EXERCISE DETAILS - A single number is the answer: the count of lines in the records that hold the word "right".

[Records excerpted from a collection]
^^^^^^^^

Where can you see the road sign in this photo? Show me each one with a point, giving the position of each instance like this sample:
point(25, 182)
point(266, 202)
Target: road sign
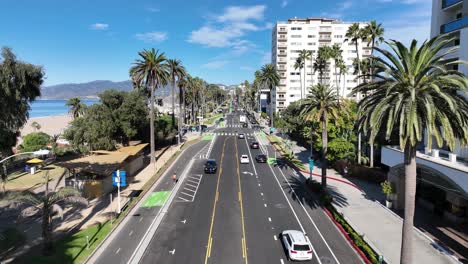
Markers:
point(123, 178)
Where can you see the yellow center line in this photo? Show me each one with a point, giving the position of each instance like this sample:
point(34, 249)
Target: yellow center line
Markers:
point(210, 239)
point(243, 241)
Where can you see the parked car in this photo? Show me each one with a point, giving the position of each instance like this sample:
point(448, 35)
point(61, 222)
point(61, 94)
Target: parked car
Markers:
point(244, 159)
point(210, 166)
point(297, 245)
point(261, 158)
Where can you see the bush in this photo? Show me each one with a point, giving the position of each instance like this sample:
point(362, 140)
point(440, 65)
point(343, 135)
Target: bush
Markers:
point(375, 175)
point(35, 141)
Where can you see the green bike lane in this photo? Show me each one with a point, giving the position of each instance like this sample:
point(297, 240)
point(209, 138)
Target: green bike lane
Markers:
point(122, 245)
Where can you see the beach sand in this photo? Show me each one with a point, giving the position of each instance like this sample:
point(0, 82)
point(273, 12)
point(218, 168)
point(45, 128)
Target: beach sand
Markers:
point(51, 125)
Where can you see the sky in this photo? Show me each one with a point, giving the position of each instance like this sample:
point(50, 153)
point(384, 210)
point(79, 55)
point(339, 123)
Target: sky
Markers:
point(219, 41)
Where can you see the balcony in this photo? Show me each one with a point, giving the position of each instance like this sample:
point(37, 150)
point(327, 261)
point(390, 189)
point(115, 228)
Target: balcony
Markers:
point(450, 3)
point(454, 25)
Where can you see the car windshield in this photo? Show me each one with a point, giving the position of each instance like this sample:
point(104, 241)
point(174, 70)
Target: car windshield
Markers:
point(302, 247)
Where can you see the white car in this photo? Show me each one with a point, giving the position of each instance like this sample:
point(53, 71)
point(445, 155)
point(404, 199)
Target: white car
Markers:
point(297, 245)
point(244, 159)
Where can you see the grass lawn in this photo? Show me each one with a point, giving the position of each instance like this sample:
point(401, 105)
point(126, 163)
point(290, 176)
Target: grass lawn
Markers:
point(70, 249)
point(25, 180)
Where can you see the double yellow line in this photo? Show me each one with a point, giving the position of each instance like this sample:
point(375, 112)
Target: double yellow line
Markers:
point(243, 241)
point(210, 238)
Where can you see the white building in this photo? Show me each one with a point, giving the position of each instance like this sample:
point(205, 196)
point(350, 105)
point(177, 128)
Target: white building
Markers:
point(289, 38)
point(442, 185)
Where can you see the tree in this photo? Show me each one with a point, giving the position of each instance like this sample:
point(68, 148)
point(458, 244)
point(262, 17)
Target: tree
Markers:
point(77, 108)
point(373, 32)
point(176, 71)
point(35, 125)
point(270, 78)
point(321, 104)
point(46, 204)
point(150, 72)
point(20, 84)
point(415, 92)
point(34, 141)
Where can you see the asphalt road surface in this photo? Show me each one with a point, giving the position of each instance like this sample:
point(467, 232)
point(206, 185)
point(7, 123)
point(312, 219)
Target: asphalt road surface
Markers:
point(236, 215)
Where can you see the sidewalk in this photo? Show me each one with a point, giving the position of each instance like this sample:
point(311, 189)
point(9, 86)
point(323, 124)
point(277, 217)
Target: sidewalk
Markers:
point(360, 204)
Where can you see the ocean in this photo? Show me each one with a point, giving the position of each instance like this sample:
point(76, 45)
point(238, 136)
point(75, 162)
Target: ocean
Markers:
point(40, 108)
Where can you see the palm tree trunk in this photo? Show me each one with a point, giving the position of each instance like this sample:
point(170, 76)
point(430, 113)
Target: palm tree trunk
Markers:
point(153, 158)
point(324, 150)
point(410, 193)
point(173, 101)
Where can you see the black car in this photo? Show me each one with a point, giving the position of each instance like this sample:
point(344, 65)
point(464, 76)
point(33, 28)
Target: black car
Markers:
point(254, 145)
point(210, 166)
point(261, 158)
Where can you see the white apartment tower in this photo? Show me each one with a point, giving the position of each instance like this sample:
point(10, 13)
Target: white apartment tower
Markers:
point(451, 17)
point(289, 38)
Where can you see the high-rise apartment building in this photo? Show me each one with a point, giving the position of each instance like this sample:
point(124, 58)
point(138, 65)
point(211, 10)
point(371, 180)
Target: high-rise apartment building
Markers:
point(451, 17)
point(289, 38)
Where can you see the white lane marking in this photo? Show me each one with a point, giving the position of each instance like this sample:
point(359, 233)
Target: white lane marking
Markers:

^^^^^^^^

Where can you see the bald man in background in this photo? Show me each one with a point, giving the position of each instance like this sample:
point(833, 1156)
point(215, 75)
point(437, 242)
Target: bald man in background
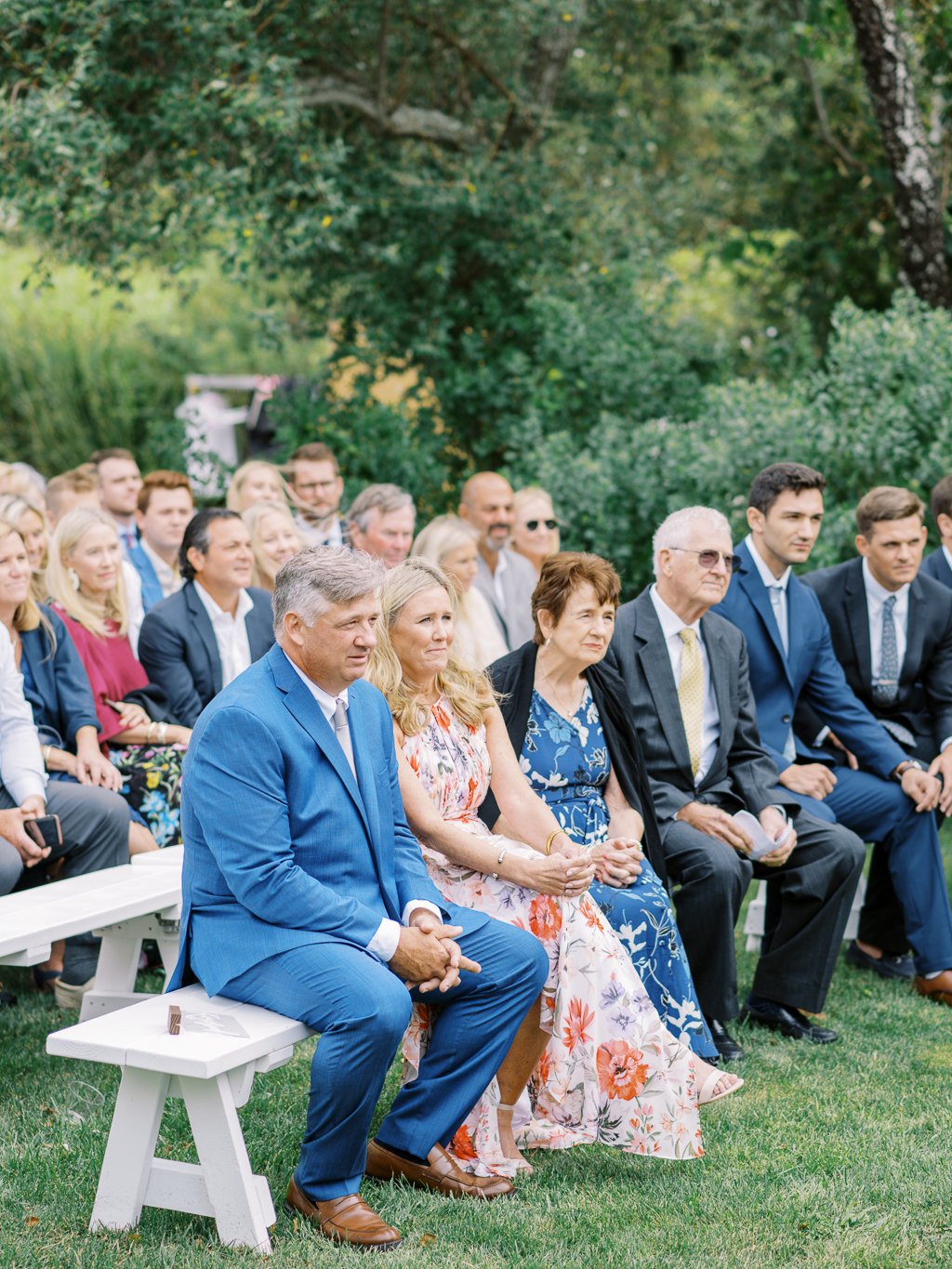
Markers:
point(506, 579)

^^^^^^^^

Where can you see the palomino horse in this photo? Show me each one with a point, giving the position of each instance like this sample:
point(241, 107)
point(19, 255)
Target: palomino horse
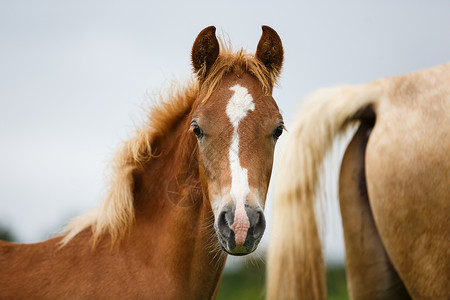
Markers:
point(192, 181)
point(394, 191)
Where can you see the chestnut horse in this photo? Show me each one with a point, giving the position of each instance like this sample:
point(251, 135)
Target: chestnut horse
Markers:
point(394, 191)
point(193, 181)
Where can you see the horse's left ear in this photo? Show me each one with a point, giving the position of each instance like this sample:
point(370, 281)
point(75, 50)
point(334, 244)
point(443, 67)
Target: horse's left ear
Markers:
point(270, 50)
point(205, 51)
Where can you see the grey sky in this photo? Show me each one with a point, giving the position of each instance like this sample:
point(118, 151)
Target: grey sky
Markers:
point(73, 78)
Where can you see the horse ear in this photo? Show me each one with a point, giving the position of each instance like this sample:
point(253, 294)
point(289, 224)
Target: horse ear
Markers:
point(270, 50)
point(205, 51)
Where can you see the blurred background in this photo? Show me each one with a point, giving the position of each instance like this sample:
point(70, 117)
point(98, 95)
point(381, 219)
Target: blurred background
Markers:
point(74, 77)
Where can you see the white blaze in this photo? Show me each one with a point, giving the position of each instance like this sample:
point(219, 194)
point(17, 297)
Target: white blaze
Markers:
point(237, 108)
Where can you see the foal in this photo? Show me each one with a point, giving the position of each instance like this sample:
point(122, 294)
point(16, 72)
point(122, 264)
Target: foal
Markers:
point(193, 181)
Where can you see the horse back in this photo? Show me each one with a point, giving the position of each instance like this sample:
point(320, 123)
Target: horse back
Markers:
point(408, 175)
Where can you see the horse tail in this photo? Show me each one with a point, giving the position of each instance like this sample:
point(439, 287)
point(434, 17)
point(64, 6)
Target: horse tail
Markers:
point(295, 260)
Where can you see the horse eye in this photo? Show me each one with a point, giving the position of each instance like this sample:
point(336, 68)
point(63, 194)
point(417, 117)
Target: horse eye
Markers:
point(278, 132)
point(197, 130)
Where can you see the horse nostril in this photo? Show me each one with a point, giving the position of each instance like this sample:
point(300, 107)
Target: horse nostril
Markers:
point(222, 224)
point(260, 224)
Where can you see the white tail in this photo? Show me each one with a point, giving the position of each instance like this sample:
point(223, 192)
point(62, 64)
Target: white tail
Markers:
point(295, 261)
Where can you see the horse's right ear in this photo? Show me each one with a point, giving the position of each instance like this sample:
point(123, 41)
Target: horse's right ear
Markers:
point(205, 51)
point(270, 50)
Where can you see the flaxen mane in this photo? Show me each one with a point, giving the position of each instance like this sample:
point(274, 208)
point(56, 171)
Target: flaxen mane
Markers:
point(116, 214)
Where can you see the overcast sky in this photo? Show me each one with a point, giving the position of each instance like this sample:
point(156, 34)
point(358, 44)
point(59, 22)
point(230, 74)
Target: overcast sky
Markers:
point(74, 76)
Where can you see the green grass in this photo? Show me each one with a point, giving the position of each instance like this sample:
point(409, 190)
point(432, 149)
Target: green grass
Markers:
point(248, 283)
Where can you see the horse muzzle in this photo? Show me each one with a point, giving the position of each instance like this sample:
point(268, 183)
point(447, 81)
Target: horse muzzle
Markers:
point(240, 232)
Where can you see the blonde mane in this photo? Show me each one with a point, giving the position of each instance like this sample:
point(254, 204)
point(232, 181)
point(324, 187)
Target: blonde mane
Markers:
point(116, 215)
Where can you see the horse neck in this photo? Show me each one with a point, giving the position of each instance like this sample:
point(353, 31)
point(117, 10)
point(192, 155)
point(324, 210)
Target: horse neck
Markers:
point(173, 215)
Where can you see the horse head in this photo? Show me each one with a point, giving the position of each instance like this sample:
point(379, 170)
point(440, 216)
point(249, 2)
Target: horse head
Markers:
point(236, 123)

^^^^^^^^

EXPECTED ANSWER - 2